▸ **WHAT IS EXPECTED**: Can you reproduce the stretch of the listing from the line containing "Target: chapel roof tile" through the line containing "206 57 L 201", requests included, with every number in the answer SVG markup shifted up by 34?
::: EXCERPTED RECORDS
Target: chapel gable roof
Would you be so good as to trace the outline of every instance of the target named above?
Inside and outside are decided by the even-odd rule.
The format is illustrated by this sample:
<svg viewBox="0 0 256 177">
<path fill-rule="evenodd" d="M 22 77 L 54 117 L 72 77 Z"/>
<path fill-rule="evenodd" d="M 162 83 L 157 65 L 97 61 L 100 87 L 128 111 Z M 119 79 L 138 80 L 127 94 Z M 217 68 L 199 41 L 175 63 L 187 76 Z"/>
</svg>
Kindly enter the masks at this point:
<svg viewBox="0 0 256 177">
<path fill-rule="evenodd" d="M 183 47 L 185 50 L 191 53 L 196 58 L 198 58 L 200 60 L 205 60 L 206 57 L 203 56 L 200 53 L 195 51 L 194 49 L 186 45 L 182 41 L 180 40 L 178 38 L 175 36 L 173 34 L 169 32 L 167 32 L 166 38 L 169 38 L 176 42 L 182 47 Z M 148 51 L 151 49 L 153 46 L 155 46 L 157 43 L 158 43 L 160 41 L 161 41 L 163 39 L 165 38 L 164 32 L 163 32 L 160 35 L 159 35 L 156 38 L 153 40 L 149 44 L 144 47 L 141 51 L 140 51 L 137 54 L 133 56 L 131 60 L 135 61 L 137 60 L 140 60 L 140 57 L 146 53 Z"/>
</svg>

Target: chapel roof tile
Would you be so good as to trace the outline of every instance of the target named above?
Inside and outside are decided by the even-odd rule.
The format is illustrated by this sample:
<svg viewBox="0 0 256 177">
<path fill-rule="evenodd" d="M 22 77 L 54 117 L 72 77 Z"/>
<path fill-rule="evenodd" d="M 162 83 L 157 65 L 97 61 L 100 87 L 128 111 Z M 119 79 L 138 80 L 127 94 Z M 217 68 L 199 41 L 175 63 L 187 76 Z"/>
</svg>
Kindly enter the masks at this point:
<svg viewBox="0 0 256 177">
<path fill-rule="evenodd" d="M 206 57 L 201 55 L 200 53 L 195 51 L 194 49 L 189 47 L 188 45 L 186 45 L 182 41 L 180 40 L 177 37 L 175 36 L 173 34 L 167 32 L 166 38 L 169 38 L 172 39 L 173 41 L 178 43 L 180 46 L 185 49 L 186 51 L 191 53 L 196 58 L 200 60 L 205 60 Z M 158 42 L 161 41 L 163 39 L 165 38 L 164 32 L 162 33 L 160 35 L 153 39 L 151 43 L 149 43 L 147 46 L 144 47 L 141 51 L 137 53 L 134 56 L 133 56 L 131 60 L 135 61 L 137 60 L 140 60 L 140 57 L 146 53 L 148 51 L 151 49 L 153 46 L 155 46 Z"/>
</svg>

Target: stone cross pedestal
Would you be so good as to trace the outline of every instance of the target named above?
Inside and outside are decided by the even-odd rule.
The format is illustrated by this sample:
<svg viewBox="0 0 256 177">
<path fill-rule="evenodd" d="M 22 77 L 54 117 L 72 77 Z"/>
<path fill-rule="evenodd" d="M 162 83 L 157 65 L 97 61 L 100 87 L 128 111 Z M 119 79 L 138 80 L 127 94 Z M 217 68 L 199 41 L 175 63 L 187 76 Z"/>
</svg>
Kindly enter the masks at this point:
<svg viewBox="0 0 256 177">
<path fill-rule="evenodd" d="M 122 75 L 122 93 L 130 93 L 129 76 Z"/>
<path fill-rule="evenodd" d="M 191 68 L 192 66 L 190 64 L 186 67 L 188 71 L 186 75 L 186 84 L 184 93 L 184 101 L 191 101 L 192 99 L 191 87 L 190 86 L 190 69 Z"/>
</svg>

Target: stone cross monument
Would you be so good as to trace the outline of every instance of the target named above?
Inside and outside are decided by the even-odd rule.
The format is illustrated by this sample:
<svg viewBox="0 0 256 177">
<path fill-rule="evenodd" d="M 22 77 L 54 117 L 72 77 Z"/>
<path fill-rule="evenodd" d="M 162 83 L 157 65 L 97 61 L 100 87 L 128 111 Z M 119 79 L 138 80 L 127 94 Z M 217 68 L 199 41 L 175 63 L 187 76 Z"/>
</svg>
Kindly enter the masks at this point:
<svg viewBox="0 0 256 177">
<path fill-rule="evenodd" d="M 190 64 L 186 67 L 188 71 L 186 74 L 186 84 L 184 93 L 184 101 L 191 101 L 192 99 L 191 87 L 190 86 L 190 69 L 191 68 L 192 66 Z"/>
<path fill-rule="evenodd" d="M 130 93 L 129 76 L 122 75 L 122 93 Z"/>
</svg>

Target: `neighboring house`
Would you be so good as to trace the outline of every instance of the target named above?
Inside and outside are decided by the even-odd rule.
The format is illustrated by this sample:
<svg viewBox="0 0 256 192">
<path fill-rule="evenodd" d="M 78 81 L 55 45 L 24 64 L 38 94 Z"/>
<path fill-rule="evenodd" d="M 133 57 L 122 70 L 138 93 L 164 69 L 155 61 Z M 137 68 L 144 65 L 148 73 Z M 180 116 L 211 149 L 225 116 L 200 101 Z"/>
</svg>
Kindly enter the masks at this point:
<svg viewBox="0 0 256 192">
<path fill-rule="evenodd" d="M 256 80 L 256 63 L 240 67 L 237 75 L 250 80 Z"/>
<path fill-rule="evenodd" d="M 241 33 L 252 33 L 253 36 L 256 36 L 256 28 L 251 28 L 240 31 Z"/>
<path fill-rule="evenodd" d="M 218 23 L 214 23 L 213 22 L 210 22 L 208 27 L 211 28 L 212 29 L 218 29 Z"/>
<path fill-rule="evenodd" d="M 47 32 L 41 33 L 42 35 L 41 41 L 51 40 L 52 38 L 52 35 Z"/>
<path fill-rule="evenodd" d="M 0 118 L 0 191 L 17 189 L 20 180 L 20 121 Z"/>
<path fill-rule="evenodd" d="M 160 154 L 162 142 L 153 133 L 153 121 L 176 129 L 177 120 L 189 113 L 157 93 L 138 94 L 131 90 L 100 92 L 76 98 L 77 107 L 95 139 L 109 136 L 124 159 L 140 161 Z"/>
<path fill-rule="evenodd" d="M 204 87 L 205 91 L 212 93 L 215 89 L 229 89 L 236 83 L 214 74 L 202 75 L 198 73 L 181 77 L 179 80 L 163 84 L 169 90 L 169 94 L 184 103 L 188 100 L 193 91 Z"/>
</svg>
::::::
▸ **OUTPUT**:
Target: chapel roof tile
Would you be so good as to trace the outline of every instance of the target named above?
Inside and outside are decided by the even-odd rule.
The format is illustrated by this sample:
<svg viewBox="0 0 256 177">
<path fill-rule="evenodd" d="M 22 77 L 54 117 L 72 77 Z"/>
<path fill-rule="evenodd" d="M 162 83 L 157 65 L 97 61 L 100 87 L 128 111 Z M 119 79 L 138 80 L 127 94 Z M 217 68 L 199 41 L 175 63 L 187 76 Z"/>
</svg>
Kindly enter the masks at this point:
<svg viewBox="34 34 290 211">
<path fill-rule="evenodd" d="M 240 91 L 235 89 L 234 87 L 229 85 L 228 83 L 223 81 L 222 79 L 220 79 L 216 75 L 214 74 L 211 71 L 209 70 L 207 68 L 201 66 L 200 72 L 203 72 L 206 73 L 207 75 L 212 77 L 214 80 L 219 83 L 220 85 L 225 87 L 230 92 L 234 94 L 239 94 Z M 192 76 L 195 75 L 197 73 L 199 72 L 198 66 L 196 67 L 194 69 L 187 73 L 185 77 L 183 77 L 181 80 L 178 81 L 175 85 L 171 87 L 168 90 L 167 90 L 165 94 L 169 95 L 171 94 L 174 94 L 174 91 L 180 87 L 182 85 L 185 83 L 187 80 L 189 80 Z"/>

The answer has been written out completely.